Set down each entry from the block beneath, exactly as written.

*Supplied data*:
----
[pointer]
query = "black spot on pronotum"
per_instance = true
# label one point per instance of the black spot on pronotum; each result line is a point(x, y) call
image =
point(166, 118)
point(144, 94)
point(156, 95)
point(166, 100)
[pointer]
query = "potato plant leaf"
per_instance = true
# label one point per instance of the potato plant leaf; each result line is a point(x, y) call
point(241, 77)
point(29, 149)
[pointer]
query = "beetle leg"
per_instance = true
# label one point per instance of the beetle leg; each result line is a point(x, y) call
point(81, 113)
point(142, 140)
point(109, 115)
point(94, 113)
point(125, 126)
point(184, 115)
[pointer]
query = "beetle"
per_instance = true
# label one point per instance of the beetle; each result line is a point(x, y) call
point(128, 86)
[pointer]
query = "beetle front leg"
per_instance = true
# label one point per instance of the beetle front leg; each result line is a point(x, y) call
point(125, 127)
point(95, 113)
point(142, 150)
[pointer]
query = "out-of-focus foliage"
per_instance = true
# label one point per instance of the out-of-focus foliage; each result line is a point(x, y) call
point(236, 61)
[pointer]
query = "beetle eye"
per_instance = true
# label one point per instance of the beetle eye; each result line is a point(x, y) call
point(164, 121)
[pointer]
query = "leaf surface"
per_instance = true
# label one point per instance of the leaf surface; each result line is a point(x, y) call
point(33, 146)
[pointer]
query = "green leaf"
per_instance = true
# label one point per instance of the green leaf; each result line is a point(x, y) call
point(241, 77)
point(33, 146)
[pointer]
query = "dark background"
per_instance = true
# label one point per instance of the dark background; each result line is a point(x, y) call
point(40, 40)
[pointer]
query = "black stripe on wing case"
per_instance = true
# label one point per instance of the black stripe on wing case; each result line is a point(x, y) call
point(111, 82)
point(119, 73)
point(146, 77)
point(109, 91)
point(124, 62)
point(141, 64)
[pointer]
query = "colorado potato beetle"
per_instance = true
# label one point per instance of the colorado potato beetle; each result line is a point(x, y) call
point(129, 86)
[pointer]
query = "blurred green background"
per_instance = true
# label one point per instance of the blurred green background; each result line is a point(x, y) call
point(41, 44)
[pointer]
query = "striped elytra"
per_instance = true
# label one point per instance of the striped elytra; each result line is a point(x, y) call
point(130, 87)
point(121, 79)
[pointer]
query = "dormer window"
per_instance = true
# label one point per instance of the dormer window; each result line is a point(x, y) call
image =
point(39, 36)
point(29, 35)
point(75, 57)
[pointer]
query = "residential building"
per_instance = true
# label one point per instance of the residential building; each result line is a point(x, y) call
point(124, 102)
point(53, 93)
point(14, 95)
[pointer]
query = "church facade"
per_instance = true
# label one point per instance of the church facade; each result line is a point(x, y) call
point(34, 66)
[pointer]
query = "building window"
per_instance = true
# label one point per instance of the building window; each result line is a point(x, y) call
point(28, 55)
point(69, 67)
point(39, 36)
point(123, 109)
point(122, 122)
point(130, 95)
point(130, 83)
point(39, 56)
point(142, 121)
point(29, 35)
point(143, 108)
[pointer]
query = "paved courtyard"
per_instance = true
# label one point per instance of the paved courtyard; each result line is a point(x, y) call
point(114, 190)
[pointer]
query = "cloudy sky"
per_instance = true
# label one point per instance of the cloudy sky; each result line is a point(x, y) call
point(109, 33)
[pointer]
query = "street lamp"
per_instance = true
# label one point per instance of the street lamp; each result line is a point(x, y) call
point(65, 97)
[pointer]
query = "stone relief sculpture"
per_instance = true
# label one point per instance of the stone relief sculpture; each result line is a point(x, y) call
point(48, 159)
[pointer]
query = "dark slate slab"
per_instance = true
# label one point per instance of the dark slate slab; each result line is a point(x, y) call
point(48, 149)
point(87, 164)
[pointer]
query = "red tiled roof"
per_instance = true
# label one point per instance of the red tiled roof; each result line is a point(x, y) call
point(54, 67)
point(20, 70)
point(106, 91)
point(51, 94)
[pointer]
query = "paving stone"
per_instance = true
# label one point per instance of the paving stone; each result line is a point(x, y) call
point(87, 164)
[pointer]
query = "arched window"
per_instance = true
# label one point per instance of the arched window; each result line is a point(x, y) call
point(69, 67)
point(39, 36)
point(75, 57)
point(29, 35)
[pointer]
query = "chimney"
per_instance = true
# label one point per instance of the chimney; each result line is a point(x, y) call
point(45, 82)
----
*Exercise response*:
[pointer]
query = "black spot on pronotum"
per_instance = true
# label one point per instance of the black spot on pronotum; each result line is a point(x, y) call
image =
point(166, 118)
point(144, 94)
point(156, 95)
point(166, 100)
[pointer]
query = "potato plant leaf"
per_instance = true
# label one point per instance of the potato plant leaf; each result line is a point(x, y) call
point(241, 77)
point(29, 149)
[pointer]
query = "beetle leg"
per_instance = true
# label one point per instance of the beetle leg; each result line is a point(x, y) call
point(81, 113)
point(142, 140)
point(109, 115)
point(94, 113)
point(125, 126)
point(184, 115)
[pointer]
query = "beetle"
per_instance = true
# label one point per instance of the beetle; each result line is a point(x, y) call
point(128, 86)
[pointer]
query = "beetle front leg"
per_instance = true
# label one point per instance of the beetle front leg; each result line is a point(x, y) call
point(125, 127)
point(95, 113)
point(142, 150)
[pointer]
query = "out-of-focus foliage"
per_instance = true
# label one point per instance of the out-of-focus foliage; each result line is a point(x, y) call
point(236, 61)
[pointer]
query = "beetle eye"
per_instance = true
# label one point per instance of the beetle eye; each result line is a point(x, y) call
point(164, 121)
[pointer]
query = "leaf surface"
per_instance = true
# label one point per instance of the leaf surface; each result line is a point(x, y) call
point(33, 146)
[pointer]
query = "green leaf"
per_instance = true
# label one point per instance of the green leaf; each result line is a point(x, y) call
point(241, 77)
point(33, 146)
[pointer]
query = "dark background"
per_instance = true
# label one point per instance of the dark background; each result line is a point(x, y) call
point(40, 40)
[pointer]
query = "black stripe on wing case"
per_instance = true
# label one point per instance of the black stripe on wing case; each result line is a point(x, y) call
point(111, 82)
point(119, 73)
point(146, 77)
point(109, 91)
point(124, 62)
point(141, 64)
[pointer]
query = "colorado potato beetle"
per_instance = true
# label one point per instance of the colorado potato beetle; each result line is a point(x, y) call
point(129, 86)
[pointer]
query = "blurred green background"
per_instance = true
# label one point per instance of the blurred green background; each result line is a point(x, y) call
point(41, 44)
[pointer]
query = "striped elytra"
per_instance = true
# label one point per instance of the striped elytra; each result line is a point(x, y) call
point(130, 87)
point(121, 79)
[pointer]
query = "dormer window"
per_instance = true
# label one point per instance of the dormer window; each result line is a point(x, y) call
image =
point(39, 36)
point(29, 35)
point(75, 57)
[pointer]
query = "residential building"
per_instance = true
# label one point per instance of the residential building; each result line is a point(x, y) call
point(124, 102)
point(53, 93)
point(14, 95)
[pointer]
query = "church facade"
per_instance = true
# label one point per instance of the church facade; each result line is a point(x, y) call
point(34, 66)
[pointer]
query = "building window"
per_instance = true
# label one point per instance of the building window; each result line is a point(x, y) call
point(28, 55)
point(69, 67)
point(39, 36)
point(123, 109)
point(122, 122)
point(130, 95)
point(130, 83)
point(39, 56)
point(142, 121)
point(29, 35)
point(143, 108)
[pointer]
query = "paved courtyard"
per_instance = true
# label one point per instance of the paved courtyard; each result line is a point(x, y) call
point(114, 190)
[pointer]
query = "cloudy sky"
per_instance = true
# label one point per instance of the cloudy sky; each result line is a point(x, y) call
point(109, 33)
[pointer]
query = "street lamp"
per_instance = true
# label one point per instance of the street lamp; each result line is a point(x, y) call
point(65, 97)
[pointer]
query = "stone relief sculpture"
per_instance = true
# label one point per instance of the stone relief sculpture; each result line is a point(x, y) call
point(48, 159)
[pointer]
query = "dark slate slab"
per_instance = true
# label one point per instance of the dark slate slab; each result line is a point(x, y) call
point(48, 149)
point(87, 164)
[pointer]
query = "red tiled roof"
per_instance = true
# label one point per instance of the red tiled roof; each result line is a point(x, y) call
point(54, 67)
point(20, 70)
point(106, 91)
point(51, 94)
[pointer]
query = "paving stone"
per_instance = true
# label one point per instance of the paving stone; each result line is a point(x, y) call
point(87, 164)
[pointer]
query = "arched window"
per_instance = true
# label one point per instance of the arched window; each result line is a point(x, y) call
point(69, 67)
point(39, 36)
point(75, 57)
point(29, 35)
[pointer]
query = "chimney"
per_instance = true
# label one point per instance of the chimney; each result line is a point(x, y) call
point(45, 82)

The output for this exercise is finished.